Instructions to follow:
Which lines of the entries hold the string "hillside"? Copy each one.

[Referring expression pointing data]
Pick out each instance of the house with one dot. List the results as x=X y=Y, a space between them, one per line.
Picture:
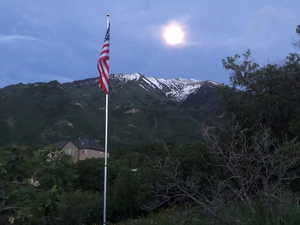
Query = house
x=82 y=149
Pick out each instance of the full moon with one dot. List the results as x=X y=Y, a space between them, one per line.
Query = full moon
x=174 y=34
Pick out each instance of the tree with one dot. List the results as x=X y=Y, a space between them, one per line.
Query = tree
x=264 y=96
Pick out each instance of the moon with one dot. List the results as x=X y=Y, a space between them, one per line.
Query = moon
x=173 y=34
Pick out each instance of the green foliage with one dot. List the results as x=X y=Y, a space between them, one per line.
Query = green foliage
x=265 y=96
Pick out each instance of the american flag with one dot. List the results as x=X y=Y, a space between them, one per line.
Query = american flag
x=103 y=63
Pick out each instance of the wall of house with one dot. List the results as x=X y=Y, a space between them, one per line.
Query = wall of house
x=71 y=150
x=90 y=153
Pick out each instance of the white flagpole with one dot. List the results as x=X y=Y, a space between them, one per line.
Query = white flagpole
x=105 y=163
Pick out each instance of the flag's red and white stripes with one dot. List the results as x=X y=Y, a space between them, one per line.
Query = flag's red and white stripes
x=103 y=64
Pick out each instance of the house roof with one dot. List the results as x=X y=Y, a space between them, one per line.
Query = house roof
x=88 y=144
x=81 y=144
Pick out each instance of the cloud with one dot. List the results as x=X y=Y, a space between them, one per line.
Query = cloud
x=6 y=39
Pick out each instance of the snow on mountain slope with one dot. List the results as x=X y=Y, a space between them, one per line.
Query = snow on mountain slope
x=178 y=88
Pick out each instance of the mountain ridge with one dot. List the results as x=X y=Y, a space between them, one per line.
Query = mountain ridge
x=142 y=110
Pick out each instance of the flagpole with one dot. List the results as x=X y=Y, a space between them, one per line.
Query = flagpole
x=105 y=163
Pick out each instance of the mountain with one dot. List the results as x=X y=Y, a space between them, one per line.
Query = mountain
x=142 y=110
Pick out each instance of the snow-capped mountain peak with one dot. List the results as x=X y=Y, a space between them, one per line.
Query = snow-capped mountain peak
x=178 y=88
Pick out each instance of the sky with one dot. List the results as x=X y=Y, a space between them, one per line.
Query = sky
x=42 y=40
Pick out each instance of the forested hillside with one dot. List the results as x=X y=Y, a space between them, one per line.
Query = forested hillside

Answer section:
Pick out each instance of the forested hillside with one dot. List the results as x=X y=Y, a space between them, one per line.
Query = forested hillside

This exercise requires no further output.